EXERCISE PROMPT: Provide the count of lines below where "mushroom" occurs, with no other output.
Start of DATASET EXCERPTS
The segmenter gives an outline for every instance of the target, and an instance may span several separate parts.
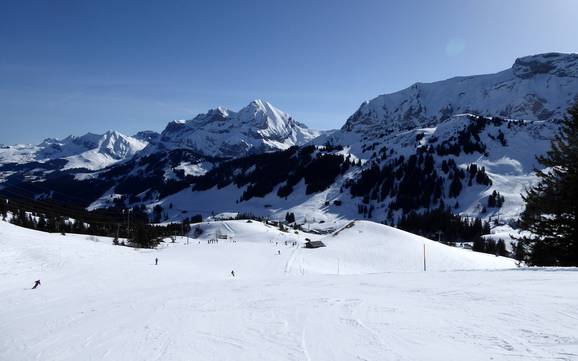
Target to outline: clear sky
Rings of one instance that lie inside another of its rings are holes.
[[[161,131],[261,98],[312,128],[516,57],[578,52],[576,0],[0,1],[0,143]]]

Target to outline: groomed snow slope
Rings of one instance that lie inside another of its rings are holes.
[[[356,221],[321,239],[327,247],[300,251],[290,269],[307,273],[367,274],[380,272],[515,268],[511,258],[496,257],[449,247],[429,239],[384,226]]]
[[[296,275],[289,261],[324,250],[257,222],[200,227],[188,245],[136,250],[0,222],[0,360],[578,357],[578,272]],[[232,240],[207,244],[217,229]],[[356,229],[370,227],[326,250]]]

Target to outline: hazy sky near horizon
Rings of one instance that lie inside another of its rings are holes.
[[[578,52],[576,0],[0,2],[0,143],[261,98],[312,128],[416,81]]]

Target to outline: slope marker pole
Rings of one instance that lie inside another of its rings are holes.
[[[426,262],[425,262],[425,243],[423,244],[423,271],[427,271]]]

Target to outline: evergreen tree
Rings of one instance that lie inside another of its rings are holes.
[[[524,261],[526,259],[526,250],[524,248],[524,243],[512,242],[511,245],[513,249],[514,258],[520,262]]]
[[[450,192],[449,192],[450,198],[455,198],[459,196],[461,191],[462,191],[462,182],[460,181],[460,178],[456,174],[454,175],[454,178],[450,183]]]
[[[285,214],[285,222],[295,223],[295,214],[293,212],[287,212]]]
[[[40,215],[38,217],[38,223],[36,224],[36,229],[42,232],[46,232],[46,219],[44,218],[44,215]]]
[[[506,242],[503,239],[499,239],[496,243],[496,256],[508,257],[510,253],[506,249]]]
[[[153,223],[160,223],[163,214],[163,207],[157,204],[153,207]]]
[[[528,261],[540,266],[578,266],[578,103],[568,111],[550,150],[538,161],[548,170],[523,199],[523,238],[530,248]]]
[[[2,216],[3,221],[6,220],[7,215],[8,215],[8,201],[0,198],[0,216]]]

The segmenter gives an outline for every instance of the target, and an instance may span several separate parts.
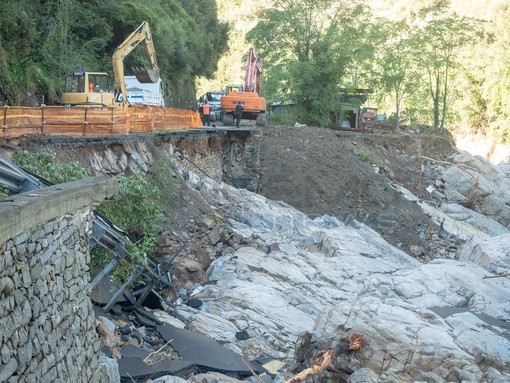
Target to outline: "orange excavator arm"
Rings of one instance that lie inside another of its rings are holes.
[[[250,48],[246,59],[246,74],[244,77],[245,92],[262,93],[262,61],[255,50]]]

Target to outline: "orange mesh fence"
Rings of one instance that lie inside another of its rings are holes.
[[[0,108],[0,138],[26,135],[109,135],[162,130],[184,130],[202,126],[198,112],[162,106],[117,108]]]

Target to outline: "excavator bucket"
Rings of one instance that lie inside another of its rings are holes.
[[[155,83],[159,81],[159,68],[156,69],[143,69],[135,68],[134,70],[136,79],[142,84]]]

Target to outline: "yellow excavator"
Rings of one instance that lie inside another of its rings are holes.
[[[107,73],[87,72],[82,68],[66,76],[64,92],[60,103],[66,106],[123,106],[128,105],[126,82],[124,79],[124,59],[141,42],[150,60],[150,69],[136,68],[134,74],[141,83],[159,81],[159,68],[152,34],[147,21],[142,22],[113,53],[113,76],[111,84]]]

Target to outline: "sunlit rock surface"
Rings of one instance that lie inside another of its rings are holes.
[[[478,239],[462,261],[422,264],[362,224],[310,220],[248,191],[190,183],[245,245],[213,261],[193,294],[200,309],[177,306],[188,328],[248,359],[293,358],[303,332],[318,349],[363,334],[366,345],[341,353],[341,371],[321,381],[510,381],[510,281],[484,278],[508,265],[505,236],[495,256]],[[250,338],[238,340],[240,331]]]

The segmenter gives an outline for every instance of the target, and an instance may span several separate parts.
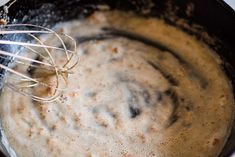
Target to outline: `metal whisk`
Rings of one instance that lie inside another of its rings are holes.
[[[32,24],[0,26],[0,74],[4,86],[36,101],[54,101],[66,90],[76,66],[76,41],[63,33]]]

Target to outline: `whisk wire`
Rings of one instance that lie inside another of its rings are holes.
[[[13,53],[9,53],[9,52],[6,52],[6,51],[0,50],[0,54],[8,56],[8,57],[14,57],[14,58],[17,58],[17,59],[22,59],[22,60],[25,60],[25,61],[30,61],[30,62],[33,62],[33,63],[42,64],[42,65],[45,65],[45,66],[52,67],[52,65],[49,64],[49,63],[41,62],[41,61],[34,60],[34,59],[31,59],[31,58],[28,58],[28,57],[23,57],[23,56],[13,54]],[[4,58],[4,57],[2,57],[2,58]],[[5,57],[5,59],[6,59],[6,57]]]
[[[0,39],[0,44],[2,45],[20,46],[23,48],[20,53],[0,50],[1,58],[9,59],[10,57],[10,60],[13,60],[12,67],[0,64],[1,69],[9,72],[9,74],[4,75],[6,77],[6,86],[20,94],[31,96],[36,101],[51,102],[56,100],[66,90],[68,74],[71,74],[70,70],[78,64],[76,41],[62,32],[58,33],[49,28],[33,24],[4,25],[0,27],[0,34],[26,35],[28,40],[25,42]],[[41,39],[41,36],[44,40]],[[67,48],[65,38],[73,45],[72,50]],[[58,46],[59,44],[61,47]],[[58,52],[62,52],[60,54],[65,55],[66,58],[62,65],[61,61],[58,62],[56,60],[56,54],[52,54]],[[25,72],[28,68],[34,70],[33,74],[28,75]],[[3,76],[3,74],[0,75]],[[47,77],[54,78],[52,84],[44,80]],[[62,83],[61,79],[64,80],[64,83]],[[39,94],[34,93],[37,88],[49,88],[53,89],[53,92],[42,96],[40,92]]]

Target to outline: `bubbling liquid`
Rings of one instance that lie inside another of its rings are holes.
[[[233,94],[206,45],[162,20],[119,11],[54,29],[78,43],[68,90],[51,103],[7,88],[1,93],[3,130],[19,157],[219,154],[233,120]]]

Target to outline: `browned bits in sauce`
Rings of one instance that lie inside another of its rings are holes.
[[[50,145],[50,144],[51,144],[51,139],[48,138],[48,139],[46,140],[46,143],[47,143],[48,145]]]
[[[49,78],[45,77],[44,79],[46,80],[46,79],[49,79]],[[49,80],[49,81],[48,80],[47,81],[42,80],[42,82],[48,84],[48,86],[38,86],[36,89],[33,90],[33,93],[36,96],[42,96],[42,97],[52,96],[54,94],[54,91],[55,91],[55,88],[56,88],[56,82],[53,81],[53,80]]]
[[[55,29],[78,42],[78,66],[64,74],[68,90],[45,103],[1,93],[1,121],[19,156],[196,157],[205,148],[204,156],[218,153],[231,124],[233,95],[205,45],[162,20],[126,12],[98,12]],[[32,94],[54,92],[51,72],[25,73],[50,84],[32,88]],[[201,88],[204,81],[207,88]]]
[[[74,121],[77,122],[77,123],[80,123],[80,115],[79,114],[75,114],[74,116]]]
[[[133,68],[134,65],[133,64],[128,64],[128,67]]]
[[[91,68],[87,68],[86,71],[87,71],[88,73],[91,73],[91,72],[92,72],[92,69],[91,69]]]
[[[17,113],[22,114],[24,112],[25,108],[23,105],[20,105],[19,107],[17,107]]]
[[[47,106],[46,105],[41,105],[41,104],[36,104],[35,105],[37,110],[38,110],[38,113],[39,113],[39,116],[42,120],[45,120],[46,119],[46,113],[47,113]]]
[[[29,129],[29,132],[28,132],[29,138],[32,138],[33,133],[34,133],[34,132],[33,132],[32,128],[30,128],[30,129]]]
[[[65,116],[61,116],[61,117],[60,117],[60,120],[61,120],[62,122],[64,122],[64,123],[68,123],[68,120],[67,120],[67,118],[66,118]]]
[[[56,124],[54,124],[54,125],[52,125],[52,127],[51,127],[51,130],[56,130],[56,129],[58,129],[58,125],[56,125]]]
[[[148,129],[148,132],[149,132],[149,133],[156,133],[156,132],[157,132],[157,128],[155,128],[155,127],[150,127],[150,128]]]
[[[112,48],[112,52],[113,52],[114,54],[117,54],[117,53],[118,53],[118,48],[117,48],[117,47]]]
[[[88,155],[86,155],[86,157],[92,157],[92,154],[91,154],[91,153],[89,153]]]
[[[145,141],[146,141],[146,138],[145,138],[145,135],[144,134],[138,134],[137,135],[138,136],[138,138],[140,139],[140,141],[141,141],[141,143],[145,143]]]
[[[76,98],[78,96],[78,93],[77,92],[70,92],[69,96],[72,98]]]
[[[212,142],[212,145],[215,146],[215,145],[218,145],[219,144],[219,139],[215,138]]]
[[[63,28],[60,28],[58,32],[59,32],[59,33],[64,33],[64,29],[63,29]]]

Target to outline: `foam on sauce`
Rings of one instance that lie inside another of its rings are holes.
[[[117,11],[61,28],[79,43],[73,90],[52,103],[1,93],[3,130],[19,157],[218,155],[233,94],[208,47],[162,20]]]

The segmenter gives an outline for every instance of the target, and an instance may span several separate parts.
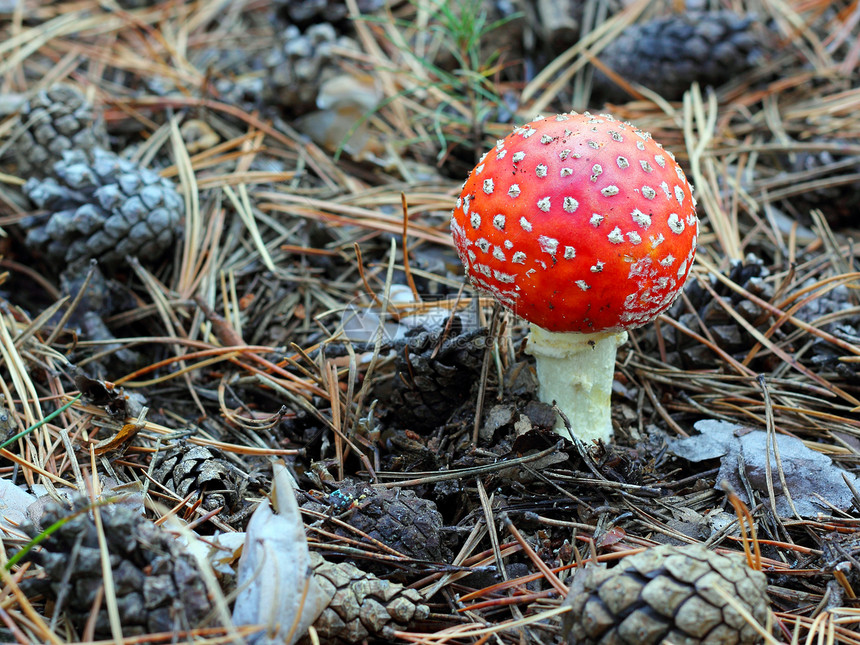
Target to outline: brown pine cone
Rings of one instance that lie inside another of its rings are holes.
[[[565,604],[570,643],[591,645],[747,644],[758,632],[716,588],[764,625],[767,579],[741,554],[721,555],[702,545],[658,546],[627,556],[611,569],[586,565],[576,573]]]
[[[152,477],[180,497],[196,491],[206,510],[221,507],[230,513],[239,502],[240,481],[230,464],[217,454],[217,449],[205,446],[170,448],[155,458]]]
[[[349,562],[335,564],[311,553],[311,566],[317,583],[331,596],[314,623],[324,643],[351,645],[373,637],[390,638],[389,632],[430,614],[414,589],[377,578]]]
[[[74,503],[85,508],[88,500]],[[73,511],[50,503],[41,517],[51,526]],[[110,556],[122,631],[126,637],[171,632],[196,627],[209,613],[206,586],[191,554],[174,535],[156,526],[125,505],[99,509]],[[24,527],[31,537],[40,529]],[[72,624],[82,630],[90,619],[93,604],[101,593],[103,579],[98,536],[91,512],[81,512],[45,540],[39,551],[27,558],[42,565],[39,577],[22,581],[25,591],[65,598],[64,609]],[[71,568],[71,576],[68,569]],[[68,577],[67,577],[68,576]],[[69,581],[63,587],[63,580]],[[96,638],[112,636],[104,601],[98,606]]]
[[[405,343],[393,347],[397,374],[390,395],[380,402],[397,426],[429,430],[444,423],[469,396],[484,360],[487,330],[462,329],[459,319],[442,340],[444,328],[416,329]]]
[[[416,560],[447,561],[442,543],[442,515],[431,500],[415,491],[373,488],[363,482],[344,480],[328,495],[328,506],[314,501],[302,504],[338,519]],[[355,537],[343,528],[330,527],[337,535]]]

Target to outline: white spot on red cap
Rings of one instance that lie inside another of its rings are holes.
[[[484,180],[484,192],[485,193],[487,193],[488,195],[492,195],[494,188],[495,188],[495,184],[493,184],[492,179],[485,179]]]
[[[540,137],[540,142],[542,144],[546,145],[548,143],[552,143],[553,141],[555,141],[555,139],[556,139],[556,137],[551,137],[548,134],[542,134]]]
[[[474,264],[473,268],[474,268],[478,273],[483,273],[483,274],[484,274],[485,276],[487,276],[488,278],[489,278],[491,275],[493,275],[493,272],[490,270],[490,267],[489,267],[488,265],[486,265],[486,264],[481,264],[480,262],[476,262],[476,263]]]
[[[646,159],[640,159],[639,165],[642,166],[642,170],[644,170],[645,172],[654,172],[654,168],[651,166],[650,163],[648,163]]]
[[[597,262],[595,262],[595,263],[590,267],[590,271],[591,271],[592,273],[600,273],[601,271],[603,271],[603,262],[601,262],[600,260],[598,260]]]
[[[615,130],[607,130],[609,132],[609,136],[612,137],[613,141],[624,141],[624,137],[621,136],[620,132],[616,132]]]
[[[627,239],[630,240],[631,244],[642,244],[642,236],[636,231],[630,231],[627,234]]]
[[[556,114],[555,115],[556,121],[567,121],[569,118],[570,118],[569,114]]]
[[[644,229],[647,229],[651,226],[651,216],[643,213],[638,208],[634,208],[630,213],[630,216],[633,218],[633,221],[636,222],[639,226]]]
[[[514,153],[514,156],[511,157],[511,161],[513,161],[514,163],[519,163],[520,161],[522,161],[525,158],[526,158],[526,153],[523,152],[522,150],[520,150],[519,152]]]
[[[654,161],[656,161],[657,165],[661,168],[666,167],[666,157],[664,157],[663,155],[654,155]]]
[[[469,262],[474,262],[478,259],[478,256],[475,255],[475,252],[472,249],[466,251],[466,255],[469,257]]]
[[[508,154],[508,151],[505,150],[504,148],[502,148],[501,150],[499,150],[496,153],[496,159],[499,159],[499,160],[504,159],[506,154]]]
[[[670,267],[674,263],[675,263],[675,256],[672,255],[671,253],[669,255],[667,255],[665,258],[663,258],[662,260],[660,260],[660,264],[662,264],[664,267]]]
[[[583,291],[588,291],[589,289],[591,289],[591,287],[588,285],[588,283],[585,280],[577,280],[575,284],[577,287],[579,287]]]
[[[499,262],[504,262],[507,259],[505,257],[505,252],[500,246],[493,247],[493,257],[496,258]]]
[[[508,197],[519,197],[520,195],[520,185],[519,184],[511,184],[511,187],[508,188]]]
[[[618,164],[619,168],[627,168],[630,166],[630,162],[627,161],[627,157],[622,157],[621,155],[618,155],[618,158],[615,160],[615,163]]]
[[[673,157],[674,158],[674,157]],[[684,176],[684,171],[681,170],[680,166],[675,166],[675,174],[678,175],[678,179],[683,183],[687,181],[687,178]]]
[[[535,174],[538,177],[546,177],[546,165],[539,163],[537,166],[535,166]]]
[[[570,155],[570,148],[565,148],[558,153],[558,158],[564,161],[565,159],[567,159],[568,155]]]
[[[646,255],[644,258],[639,258],[630,265],[630,273],[627,275],[627,278],[638,278],[639,276],[644,276],[649,273],[648,267],[652,264],[651,257]]]
[[[591,219],[589,219],[588,221],[591,223],[591,225],[592,225],[594,228],[597,228],[598,226],[600,226],[600,223],[601,223],[603,220],[604,220],[603,215],[600,215],[600,214],[598,214],[598,213],[592,213],[592,214],[591,214]]]
[[[663,241],[666,238],[663,237],[662,233],[658,233],[657,235],[652,235],[648,239],[651,241],[651,248],[656,249],[658,246],[660,246],[663,243]]]
[[[618,194],[618,186],[607,186],[600,189],[600,194],[604,197],[613,197]]]
[[[678,205],[684,203],[684,189],[680,186],[675,186],[675,199],[678,200]]]
[[[669,219],[666,220],[666,223],[669,225],[669,229],[676,235],[684,232],[684,222],[678,217],[678,213],[669,213]]]
[[[606,237],[613,244],[621,244],[624,242],[624,235],[621,233],[621,229],[617,226],[613,228]]]
[[[663,190],[663,194],[666,195],[666,199],[672,199],[672,193],[669,191],[669,184],[665,181],[661,181],[660,188]]]
[[[544,253],[549,253],[551,256],[555,257],[556,251],[558,251],[558,240],[554,237],[547,237],[546,235],[540,235],[538,237],[538,244],[540,245],[540,250]]]
[[[490,241],[487,238],[479,237],[475,240],[475,246],[481,249],[484,253],[487,253],[490,250]]]
[[[505,216],[499,213],[493,217],[493,226],[495,226],[500,231],[505,230]]]
[[[597,181],[597,178],[600,177],[600,175],[602,174],[603,166],[601,166],[599,163],[596,163],[591,167],[591,181]]]
[[[570,177],[573,174],[573,168],[568,168],[567,166],[565,166],[561,169],[561,172],[559,174],[562,177]]]
[[[493,277],[499,282],[503,282],[505,284],[513,284],[514,280],[516,280],[516,276],[510,273],[502,273],[497,269],[493,269]]]
[[[577,208],[579,208],[579,202],[573,197],[568,196],[562,200],[561,207],[564,209],[565,213],[573,213],[576,212]]]
[[[654,199],[657,196],[657,191],[651,186],[642,186],[642,197],[645,199]]]
[[[637,132],[636,134],[639,134],[639,133]],[[645,149],[645,144],[644,144],[644,143],[642,143],[641,141],[637,141],[637,142],[636,142],[636,147],[637,147],[637,148],[639,148],[640,150],[644,150],[644,149]]]
[[[564,259],[565,260],[572,260],[575,257],[576,257],[576,249],[575,248],[573,248],[572,246],[564,247]]]
[[[687,272],[687,261],[684,260],[681,262],[681,266],[678,267],[678,280],[683,279],[684,274]]]
[[[472,213],[469,222],[472,224],[472,228],[481,228],[481,216],[478,213]]]
[[[480,175],[482,172],[484,172],[484,164],[478,164],[477,166],[475,166],[476,175]]]
[[[523,227],[523,230],[526,233],[531,233],[532,231],[532,223],[528,221],[525,217],[520,218],[520,226]]]
[[[469,202],[470,201],[471,201],[471,198],[468,195],[466,195],[463,198],[463,215],[469,214]]]
[[[514,264],[525,264],[526,263],[526,254],[523,253],[522,251],[517,251],[516,253],[514,253],[513,257],[511,258],[511,262],[513,262]]]
[[[541,209],[544,213],[548,213],[550,209],[549,197],[543,197],[538,200],[537,207]]]
[[[525,130],[525,131],[523,132],[523,139],[528,139],[528,138],[529,138],[530,136],[532,136],[535,132],[537,132],[537,130],[535,130],[534,128],[528,128],[527,130]]]
[[[462,198],[462,197],[458,197],[458,198],[457,198],[457,206],[455,206],[455,210],[456,210],[457,208],[462,208],[462,206],[463,206],[463,198]]]
[[[593,130],[596,132],[597,128],[593,128]],[[586,143],[588,144],[589,148],[593,148],[594,150],[600,150],[600,144],[597,143],[597,141],[592,141],[589,139]]]
[[[514,248],[514,243],[511,242],[510,240],[505,240],[505,248],[508,250]]]

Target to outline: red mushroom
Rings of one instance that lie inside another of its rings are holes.
[[[531,323],[540,398],[608,440],[616,348],[672,304],[696,253],[672,154],[608,115],[538,118],[472,170],[451,232],[472,284]]]

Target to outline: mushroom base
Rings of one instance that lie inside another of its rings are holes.
[[[535,357],[545,403],[555,403],[582,441],[612,438],[610,398],[615,374],[615,353],[627,341],[627,332],[558,333],[531,325],[526,352]],[[557,434],[567,436],[561,417]]]

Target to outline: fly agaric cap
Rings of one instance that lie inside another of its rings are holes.
[[[547,331],[596,333],[672,304],[698,219],[684,172],[649,134],[559,114],[496,142],[463,185],[451,231],[475,287]]]

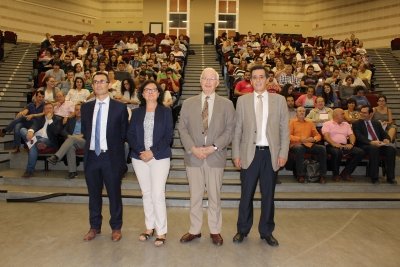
End of DATASET EXCERPTS
OUTPUT FOR THIS EXERCISE: 2